Given instruction: Please repeat every one of the records below word for word.

Records with labeled points
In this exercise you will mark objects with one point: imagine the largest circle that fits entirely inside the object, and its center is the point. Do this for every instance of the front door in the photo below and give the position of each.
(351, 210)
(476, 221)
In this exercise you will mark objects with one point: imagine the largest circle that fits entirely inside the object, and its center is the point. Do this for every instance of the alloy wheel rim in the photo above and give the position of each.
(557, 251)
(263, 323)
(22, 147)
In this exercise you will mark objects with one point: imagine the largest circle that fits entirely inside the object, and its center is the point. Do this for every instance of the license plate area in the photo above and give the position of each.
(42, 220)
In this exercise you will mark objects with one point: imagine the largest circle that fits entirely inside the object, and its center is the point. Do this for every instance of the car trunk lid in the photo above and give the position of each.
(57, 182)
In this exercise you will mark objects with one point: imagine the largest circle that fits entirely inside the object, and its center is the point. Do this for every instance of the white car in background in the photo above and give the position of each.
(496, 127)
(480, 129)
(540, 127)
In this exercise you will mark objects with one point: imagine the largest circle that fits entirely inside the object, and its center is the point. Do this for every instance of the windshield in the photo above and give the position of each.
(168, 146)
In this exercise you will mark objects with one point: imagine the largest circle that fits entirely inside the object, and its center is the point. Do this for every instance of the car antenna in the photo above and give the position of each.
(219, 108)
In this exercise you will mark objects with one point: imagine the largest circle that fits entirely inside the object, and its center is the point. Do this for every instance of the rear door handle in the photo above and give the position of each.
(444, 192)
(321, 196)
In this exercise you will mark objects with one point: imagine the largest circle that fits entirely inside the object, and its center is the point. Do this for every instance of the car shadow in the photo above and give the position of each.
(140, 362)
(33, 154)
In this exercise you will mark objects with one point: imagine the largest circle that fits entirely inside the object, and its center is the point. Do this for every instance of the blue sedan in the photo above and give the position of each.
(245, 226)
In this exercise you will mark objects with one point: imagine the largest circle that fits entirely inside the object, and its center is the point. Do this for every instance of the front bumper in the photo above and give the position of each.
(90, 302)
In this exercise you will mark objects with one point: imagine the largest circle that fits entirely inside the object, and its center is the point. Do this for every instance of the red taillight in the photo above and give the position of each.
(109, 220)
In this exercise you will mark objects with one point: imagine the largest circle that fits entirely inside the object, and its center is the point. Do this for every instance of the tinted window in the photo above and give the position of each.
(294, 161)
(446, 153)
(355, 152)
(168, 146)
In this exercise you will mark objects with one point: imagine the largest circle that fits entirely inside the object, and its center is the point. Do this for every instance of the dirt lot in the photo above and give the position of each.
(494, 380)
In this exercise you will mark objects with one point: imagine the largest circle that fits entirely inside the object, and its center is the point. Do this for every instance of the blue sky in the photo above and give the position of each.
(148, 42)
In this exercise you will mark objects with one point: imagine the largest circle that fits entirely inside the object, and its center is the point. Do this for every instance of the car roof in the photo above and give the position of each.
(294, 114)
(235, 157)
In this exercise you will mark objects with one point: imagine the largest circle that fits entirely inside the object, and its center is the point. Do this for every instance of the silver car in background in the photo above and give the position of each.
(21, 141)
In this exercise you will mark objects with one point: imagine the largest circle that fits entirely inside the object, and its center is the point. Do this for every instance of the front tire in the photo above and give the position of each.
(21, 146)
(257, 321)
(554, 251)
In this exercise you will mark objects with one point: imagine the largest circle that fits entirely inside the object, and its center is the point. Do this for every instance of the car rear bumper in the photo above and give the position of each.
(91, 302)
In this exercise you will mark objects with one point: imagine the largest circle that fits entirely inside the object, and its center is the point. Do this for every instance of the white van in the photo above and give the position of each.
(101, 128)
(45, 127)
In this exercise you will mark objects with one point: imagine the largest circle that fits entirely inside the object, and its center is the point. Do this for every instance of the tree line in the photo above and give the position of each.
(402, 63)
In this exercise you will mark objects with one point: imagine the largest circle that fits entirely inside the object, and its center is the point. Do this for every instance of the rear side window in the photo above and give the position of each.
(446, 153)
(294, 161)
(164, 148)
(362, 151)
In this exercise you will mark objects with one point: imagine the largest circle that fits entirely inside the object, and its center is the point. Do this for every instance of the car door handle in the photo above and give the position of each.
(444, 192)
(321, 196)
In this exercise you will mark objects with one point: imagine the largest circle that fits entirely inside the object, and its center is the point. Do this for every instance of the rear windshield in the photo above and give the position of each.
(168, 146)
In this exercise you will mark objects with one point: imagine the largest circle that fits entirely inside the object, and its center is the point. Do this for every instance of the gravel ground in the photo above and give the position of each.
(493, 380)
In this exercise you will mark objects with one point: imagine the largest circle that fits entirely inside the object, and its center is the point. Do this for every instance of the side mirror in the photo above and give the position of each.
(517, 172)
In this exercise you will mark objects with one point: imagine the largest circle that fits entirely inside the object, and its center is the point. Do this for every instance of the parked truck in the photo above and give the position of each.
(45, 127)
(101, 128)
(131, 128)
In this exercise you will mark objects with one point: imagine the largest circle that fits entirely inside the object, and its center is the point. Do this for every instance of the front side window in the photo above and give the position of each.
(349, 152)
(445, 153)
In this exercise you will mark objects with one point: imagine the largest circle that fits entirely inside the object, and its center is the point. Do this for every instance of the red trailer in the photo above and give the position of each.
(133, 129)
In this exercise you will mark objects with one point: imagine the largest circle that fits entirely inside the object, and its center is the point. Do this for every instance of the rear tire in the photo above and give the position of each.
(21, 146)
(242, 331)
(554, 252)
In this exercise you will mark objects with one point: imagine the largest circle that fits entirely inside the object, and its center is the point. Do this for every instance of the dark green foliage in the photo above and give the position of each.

Result of this task:
In this exercise you will mark objects with one point: imagine the largest circle that fits entirely inside the object, and its center is the point. Do this for every instance of the front door in the photo below and give the position of each.
(351, 210)
(476, 221)
In this exercise you will mark objects with one point: imagine the largest circle that fits entirely inside the object, and its center is the point. Do this for every instance of the alloy wheel rim in the photo above and give the position of each.
(557, 251)
(263, 323)
(22, 147)
In this exercise you will mark objects with one point: imagine the largest circle that fits entirely inside the object, and its center is the point. Do this for every instance of the license plate area in the photo above and give the position of each.
(42, 220)
In this exercise you will mark objects with one point: imagine the largest circle that fits entirely inside the object, and its center is the point. Do this for every instance of the car trunk lid in the photo above and give the position of each.
(57, 182)
In this exercise you will mark objects with one point: imagine the largest circle that fits entirely inside the object, and its center is the point. Do this for every instance of the white car in background in the photo above and give the position of each.
(496, 127)
(480, 129)
(540, 127)
In this exercise you will mark objects with one point: imagine the largest circle that fits entirely inside the object, and its center is the point. Do this for every instance of the windshield in the photo above and give the position of each.
(168, 146)
In this exercise you will mark objects with one point: imagine the largest circle that fits entirely inside the object, and its center is the point. Do this for every instance of the car antenna in the photo above and give the position of each.
(219, 108)
In this exercise you will mark objects with one point: imagine the largest circle that fits entirely inside the object, and its center is the point. Do this for every instance of the rear door handle in the photo above and give the position of each.
(444, 192)
(321, 196)
In this exercise you will mark objects with one point: imagine the largest circle that fits entirely inside the object, and its center is the point. Do this for every instance of the car shadow in the photo above and give the position of each.
(140, 362)
(33, 154)
In this exercise you will mark objects with one point: imagine the largest circle that fits entirely inside the object, and its center is the point. Do this for every instance of the blue sedan in the photo above and give the position of each.
(245, 226)
In this exercise you will mark objects with one point: imagine the largest circle that fits entirely inside the object, and its center is the point. Do this for every instance of the front bumper in the photo above and give the position of each.
(90, 302)
In this exercise you will mark objects with one point: imagine the largest circle that fits entirely inside the object, and its center is the point. Do this for every instance of the red taillight in the photo above and give the position of each.
(109, 220)
In this exercise you will mark objects with one point: imagine the largest circle that fits entirely inside the object, and its center is the point. Do this for every instance of the tinted window in the photo above and give the position of each.
(294, 161)
(446, 153)
(355, 152)
(168, 146)
In this exercise you will mark objects with one point: imagine the largest circle that fits entirely inside the object, and its center is the point. Do this for every instance of the dirt lot in the photo above and give the position of each.
(494, 380)
In this exercise you will mark objects with one point: imagine the largest circle that fits entirely inside the object, and its center is the point. Do this for every instance of the blue sky in the photo above and give the position of each.
(148, 42)
In this exercise you will mark objects with one point: imagine the largest circle that fits entirely inside the object, and its center is the point. Do this for every instance of the car roof in the photo above and give the position of each.
(294, 114)
(235, 157)
In this exercise you will mark objects with one point: imagine the largest circle that fits entirely inside the object, and its center is the point. Do this for every instance of the silver car in background in the photo above and give the position of each.
(21, 141)
In this exercise you will mark objects with one point: imagine the largest circle that fits entirely inside the object, and its center is the point. Do this for every instance of the front tire in the photo above and give the position of each.
(21, 146)
(257, 321)
(554, 251)
In this exercise you will mark objects with one point: imagine the largest circle that fits entirely inside the object, and its center is the point. Do this for every instance of the car rear bumper in the photo above and give the position of each.
(91, 302)
In this exercise you will mark objects with one point: imagine the largest circle that fits entirely inside the object, and its center is the point. Do this for every instance of the white van in the photo above and give the position of each.
(101, 128)
(45, 127)
In this exercise you will mark objects with one point: imagine the largest circle that fits entirely inside the object, and its center is the point. Do this for every instance of the tree line in the photo above and give the position of each.
(402, 63)
In this exercise you will mark objects with one point: imagine the largest circle that fits entirely inside the object, and its center is the point. Do this for every instance of the rear side window in the photo above and give the position of each.
(446, 153)
(294, 161)
(164, 148)
(362, 151)
In this exercise you will mark objects with one point: imagine the largest circle that fits entirely inside the object, and its center is the point. Do this for every instance of the car door handle in the photo above and give the position of each.
(444, 192)
(321, 196)
In this exercise you will mark objects with one point: imagine the largest circle that fits entirely inside the object, and its center is the point. Do this for every instance of the rear windshield in the photo above and give the position of each.
(168, 146)
In this exercise you will mark objects with one point: imagine the largest circle that fits entirely inside the object, and its center is the point. Do this for every instance of the gravel ground in the photo above and give the position of each.
(493, 380)
In this exercise you will mark objects with one point: imagine the largest circle that fits entirely inside the object, and its center is the point. Do this for every instance of the side mirror in the photo above and give the position of each.
(517, 172)
In this exercise you will mark objects with one point: imagine the largest circle that fits entirely inside the object, and its center is the point. Do this for every instance of the parked truck in the photo above and give the position of each.
(45, 127)
(101, 128)
(131, 128)
In this exercise you will mark objects with one point: imagine the largest circle that fits entirely inside the object, and its center is the point. Do this for every instance of the front side window in the photo above and give the position of each.
(349, 152)
(445, 153)
In this exercise you will mark objects with one point: imagine the largest circle that fits entirely inside the object, and its center is the point. Do this for every instance of the red trailer in the photo above and give the position of each.
(133, 129)
In this exercise you will mark objects with one point: imagine the largest circle that fits entirely inside the object, and its center is the point. Do this for every instance of the rear tire in the photo above and give the position of each.
(21, 146)
(242, 331)
(554, 252)
In this exercise you will mark objects with one point: imagine the largest circle that fits entirely inside the object, and its center is the point. Do this for every instance of the dark green foliage in the photo above and give the position of each.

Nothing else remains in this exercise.